Rewrite the lines below, changing each "Drop a dot" to "Put a mark" and leaving everything else as it is.
----
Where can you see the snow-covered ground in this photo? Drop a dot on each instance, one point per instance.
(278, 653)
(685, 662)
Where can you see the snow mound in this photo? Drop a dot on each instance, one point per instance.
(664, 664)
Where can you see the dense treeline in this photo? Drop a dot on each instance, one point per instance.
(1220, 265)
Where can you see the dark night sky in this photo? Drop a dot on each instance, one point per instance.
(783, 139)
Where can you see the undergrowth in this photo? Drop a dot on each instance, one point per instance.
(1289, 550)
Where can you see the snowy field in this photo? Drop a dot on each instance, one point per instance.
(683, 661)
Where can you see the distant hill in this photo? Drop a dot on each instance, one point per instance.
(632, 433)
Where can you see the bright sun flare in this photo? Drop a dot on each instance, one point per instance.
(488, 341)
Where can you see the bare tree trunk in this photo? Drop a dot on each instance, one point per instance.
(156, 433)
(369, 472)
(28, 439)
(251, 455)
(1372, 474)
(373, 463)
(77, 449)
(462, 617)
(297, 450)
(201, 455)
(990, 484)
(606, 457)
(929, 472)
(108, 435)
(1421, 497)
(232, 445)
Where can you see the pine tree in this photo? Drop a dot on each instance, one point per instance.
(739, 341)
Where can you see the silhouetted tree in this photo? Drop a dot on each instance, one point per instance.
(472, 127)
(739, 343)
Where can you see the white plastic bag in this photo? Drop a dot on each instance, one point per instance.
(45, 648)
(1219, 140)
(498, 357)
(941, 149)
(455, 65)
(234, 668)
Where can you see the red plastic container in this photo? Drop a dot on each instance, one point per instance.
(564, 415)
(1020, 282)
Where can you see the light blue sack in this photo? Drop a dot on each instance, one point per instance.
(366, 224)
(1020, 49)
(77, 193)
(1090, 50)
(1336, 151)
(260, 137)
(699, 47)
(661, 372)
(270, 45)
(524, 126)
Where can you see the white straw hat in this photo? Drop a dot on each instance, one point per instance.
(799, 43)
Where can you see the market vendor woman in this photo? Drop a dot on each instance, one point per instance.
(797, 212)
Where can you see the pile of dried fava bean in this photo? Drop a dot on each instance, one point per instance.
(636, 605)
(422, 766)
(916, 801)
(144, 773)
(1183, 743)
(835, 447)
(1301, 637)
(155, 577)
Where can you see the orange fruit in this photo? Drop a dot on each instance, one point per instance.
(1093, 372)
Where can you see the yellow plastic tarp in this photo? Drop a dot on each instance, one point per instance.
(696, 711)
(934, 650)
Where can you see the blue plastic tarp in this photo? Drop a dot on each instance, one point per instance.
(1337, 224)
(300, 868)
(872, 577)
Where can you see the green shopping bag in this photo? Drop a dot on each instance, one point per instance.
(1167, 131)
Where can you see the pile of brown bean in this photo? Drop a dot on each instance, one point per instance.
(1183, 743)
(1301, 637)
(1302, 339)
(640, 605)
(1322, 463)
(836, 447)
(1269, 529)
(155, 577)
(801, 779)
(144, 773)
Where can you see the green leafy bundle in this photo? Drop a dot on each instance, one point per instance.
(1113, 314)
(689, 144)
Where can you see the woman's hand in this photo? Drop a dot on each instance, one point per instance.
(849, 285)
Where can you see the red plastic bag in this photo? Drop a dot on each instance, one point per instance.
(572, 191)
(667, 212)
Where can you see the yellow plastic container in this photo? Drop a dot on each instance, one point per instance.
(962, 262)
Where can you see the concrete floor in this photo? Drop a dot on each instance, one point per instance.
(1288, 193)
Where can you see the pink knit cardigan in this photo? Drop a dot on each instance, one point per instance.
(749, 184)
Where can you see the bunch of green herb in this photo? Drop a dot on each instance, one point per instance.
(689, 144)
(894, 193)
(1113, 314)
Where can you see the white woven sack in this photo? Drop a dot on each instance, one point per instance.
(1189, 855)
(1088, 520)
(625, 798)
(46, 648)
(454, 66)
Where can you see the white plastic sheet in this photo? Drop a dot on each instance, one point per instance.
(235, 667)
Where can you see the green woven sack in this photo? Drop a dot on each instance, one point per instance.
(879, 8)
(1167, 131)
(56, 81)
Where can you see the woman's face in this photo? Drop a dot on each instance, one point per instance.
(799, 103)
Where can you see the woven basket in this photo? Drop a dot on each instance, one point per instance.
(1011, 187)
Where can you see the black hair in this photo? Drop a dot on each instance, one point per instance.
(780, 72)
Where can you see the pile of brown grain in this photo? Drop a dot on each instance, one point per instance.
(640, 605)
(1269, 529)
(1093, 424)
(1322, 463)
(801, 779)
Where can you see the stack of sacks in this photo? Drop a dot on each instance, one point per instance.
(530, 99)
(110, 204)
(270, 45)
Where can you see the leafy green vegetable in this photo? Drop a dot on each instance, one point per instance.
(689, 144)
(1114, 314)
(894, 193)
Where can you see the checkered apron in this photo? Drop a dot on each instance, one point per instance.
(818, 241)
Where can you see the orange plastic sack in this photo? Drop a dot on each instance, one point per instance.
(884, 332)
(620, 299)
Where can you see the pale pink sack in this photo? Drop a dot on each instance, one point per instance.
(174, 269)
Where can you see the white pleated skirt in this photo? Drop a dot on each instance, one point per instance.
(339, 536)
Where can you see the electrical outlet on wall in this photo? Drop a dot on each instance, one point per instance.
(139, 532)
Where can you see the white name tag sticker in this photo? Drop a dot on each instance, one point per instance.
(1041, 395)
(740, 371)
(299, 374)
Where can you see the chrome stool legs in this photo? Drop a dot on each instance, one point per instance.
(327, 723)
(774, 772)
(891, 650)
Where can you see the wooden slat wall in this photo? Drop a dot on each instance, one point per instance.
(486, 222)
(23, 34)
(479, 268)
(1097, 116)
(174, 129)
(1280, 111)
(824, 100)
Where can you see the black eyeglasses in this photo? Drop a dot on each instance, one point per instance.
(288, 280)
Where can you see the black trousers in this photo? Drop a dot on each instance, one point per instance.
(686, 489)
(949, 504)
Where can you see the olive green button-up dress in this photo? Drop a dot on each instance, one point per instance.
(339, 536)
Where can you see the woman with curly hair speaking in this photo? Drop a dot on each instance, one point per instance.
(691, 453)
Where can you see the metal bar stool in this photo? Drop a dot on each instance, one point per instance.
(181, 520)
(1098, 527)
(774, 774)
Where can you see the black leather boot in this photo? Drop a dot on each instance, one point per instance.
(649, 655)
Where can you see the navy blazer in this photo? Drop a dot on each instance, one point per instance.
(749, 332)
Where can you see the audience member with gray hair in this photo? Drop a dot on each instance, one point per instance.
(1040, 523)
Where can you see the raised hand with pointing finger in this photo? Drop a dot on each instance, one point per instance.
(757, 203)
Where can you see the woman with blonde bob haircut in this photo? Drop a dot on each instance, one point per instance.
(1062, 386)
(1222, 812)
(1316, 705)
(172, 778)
----
Finished exercise:
Where can you see the snow-covered ground in this photo? Put a mark on each instance, one point per instance.
(278, 653)
(685, 662)
Where can you see the snow mound in this photo? Put a mark on each instance, one point per instance.
(664, 664)
Where can you see the dense treeline in this photo? Put a mark on each instance, one point per instance.
(1220, 265)
Where can you see the dark night sky in this photo? Put a mark on each instance, one point per instance.
(783, 139)
Where can you see the undergrowth in this photo? Put a mark on each instance, one point per instance.
(1289, 550)
Where can you see the snowy field in this photo? Put a mark on each instance, one point per instance.
(683, 661)
Where can you see the distant hill in this photo? Put a mark on each instance, one point per instance.
(632, 433)
Where can you see the bright sun flare in this photo? Put a mark on each instance, one point per instance.
(488, 341)
Where can you see the bare tree trunk in this photo? Put a mark on each instance, one point per instance.
(156, 433)
(369, 472)
(28, 439)
(251, 455)
(1372, 474)
(373, 463)
(77, 449)
(462, 617)
(297, 450)
(201, 455)
(990, 484)
(606, 457)
(929, 472)
(108, 435)
(1421, 497)
(232, 445)
Where can you see the pine tree in this photo? Put a mark on each instance, one point per instance.
(739, 341)
Where can you see the silhouetted tree in this photo? Put a mark on each instance, one point per instance.
(472, 127)
(739, 343)
Where can you see the white plastic bag in this photo? Put a mark on each instance, one point per instance.
(45, 648)
(1219, 140)
(498, 357)
(941, 149)
(455, 65)
(234, 668)
Where can you see the red plastic container in this photo? Put a mark on each instance, one point per instance.
(564, 415)
(1020, 282)
Where can you see the light blue sack in this photo? Put a mark on each instance, one point per instance.
(366, 224)
(1020, 49)
(77, 193)
(1090, 50)
(1336, 151)
(260, 137)
(699, 47)
(661, 372)
(270, 45)
(524, 126)
Where can you see the white straw hat in this photo? Put a mark on each instance, one point per instance.
(799, 43)
Where can you see the market vendor woman in this photo? Put a mark on each instance, one point per instance.
(797, 212)
Where can you see the pile of dried fava bean in this photo? Put a mark on each instance, one point per instance.
(636, 605)
(422, 766)
(916, 801)
(144, 773)
(1183, 743)
(835, 447)
(1301, 637)
(155, 577)
Where can you see the orange fruit in this photo? Put a mark on each instance, one point per instance.
(1093, 372)
Where can you see the yellow plastic tarp in this photo? Put a mark on each instance, one point per instance.
(696, 711)
(934, 650)
Where can you see the blue plastic tarp in this photo? Put a mark on each instance, one point per instance.
(1337, 224)
(300, 868)
(872, 577)
Where can you see the green shopping bag in this photo? Put a mark on each instance, one point per instance.
(1167, 131)
Where can you see the pile of brown bean in this photo? Put a mark on each instance, one point per instance.
(1183, 743)
(1301, 637)
(1302, 339)
(640, 605)
(1322, 463)
(836, 447)
(1269, 529)
(155, 577)
(801, 779)
(144, 773)
Where can you see the green leafy bundle in this photo? Put a mark on each instance, one point per instance.
(1113, 314)
(689, 144)
Where can you see the woman's hand in this photo? Put a mark on each instance, one point per instance.
(849, 285)
Where can you see the red plastic bag in this photo? Put a mark on each instance, one point per instance.
(572, 191)
(667, 212)
Where can you see the yellow plastic container in this photo? Put a mark on each instance, one point per instance.
(962, 262)
Where can you see the concrete floor in this photo? Put a mark on each instance, one point per instance.
(1288, 193)
Where can you see the pink knit cardigan in this photo? Put a mark on each instance, one point per instance.
(749, 184)
Where can you see the bunch of green herb in this photo? Put a mark on each instance, one point per instance.
(689, 144)
(894, 193)
(1113, 314)
Where can you see the white woven sack in this photo? Put a mark on each instance, one point per instance.
(1189, 855)
(1088, 520)
(625, 798)
(46, 648)
(454, 66)
Where can you see the white plastic sheet in this photo? Put a mark on each instance, one point per instance.
(235, 667)
Where can you see the green woven sack in this photo? Put a mark on each instance, one point per instance.
(879, 8)
(1167, 131)
(56, 81)
Where can you see the woman's face in this photo? Put a mark on each instance, one point per instance.
(799, 103)
Where can you see the woven basket in this photo? Put a mark on each instance, one point per instance.
(1011, 187)
Where can you see the black hair in this photo? Put a mark on each instance, one point per instance.
(780, 72)
Where can you see the pile of brown grain in this photo? Put a mark on each instance, one point per instance.
(640, 605)
(1269, 529)
(1093, 424)
(1322, 463)
(801, 779)
Where can you see the stack of sacks in this photo? Put a mark on each instance, one point per instance.
(530, 99)
(110, 204)
(270, 45)
Where can you see the leafy green vegetable in this photo? Put a mark on each instance, one point per instance.
(689, 144)
(1114, 314)
(894, 193)
Where can you see the checkered apron in this photo? Put a mark on each instance, one point per instance.
(818, 241)
Where can you see the orange plastic sack in this photo? Put a mark on each instance, one point per instance.
(884, 332)
(620, 299)
Where can you see the pale pink sack in this photo? Put a mark on each instance, one point per instance.
(174, 269)
Where can you see the white pleated skirt in this photo? Put a mark on each instance, one point per instance.
(339, 536)
Where can you see the electrical outlet on wall in this photo? Put a mark on each instance, one point per instance.
(139, 532)
Where can you see the white name tag sticker in this photo? Put a mark on each instance, one point per instance.
(1041, 395)
(740, 371)
(299, 374)
Where can you see the chrome stool legs in this photo? Put a mark on each instance, one point per instance.
(327, 723)
(774, 772)
(891, 650)
Where can you see the wooden slat wall in this photo? Put a mark on each instance, one point per instance.
(486, 222)
(23, 34)
(479, 268)
(1097, 116)
(174, 129)
(1280, 111)
(824, 100)
Where can you see the black eyeglasses in this photo? Put a mark on each instance, one point per instance.
(288, 280)
Where can you see the black trousers in this photo? Put a mark on each instance, one point per instance.
(686, 489)
(949, 504)
Where can you see the olive green button-up dress in this photo? Put a mark on each instance, one point per instance.
(339, 536)
Where can you see the woman with curly hair speaking in this photo? Put a mark on each instance, one point per instance.
(691, 453)
Where can you see the metal bar stool in this photo? Put a mark on each instance, one point per instance.
(181, 520)
(1098, 527)
(774, 774)
Where can you see the black leather boot in this photo? Put a mark on each instance, one point per instance.
(649, 655)
Where can you see the navy blazer in this photo? Put a mark on each instance, one point per instance.
(749, 332)
Where can you see the audience member with gray hair in this photo? Put a mark on each instance, one point per instance.
(1040, 523)
Where can you see the raised hand with pointing finger in this photo? Put a mark on each instance, one point per instance.
(757, 203)
Where can you see the woman with blonde bob haircut in this photo? Put a mark on each instance, one point per instance.
(1062, 386)
(1222, 812)
(1316, 705)
(172, 778)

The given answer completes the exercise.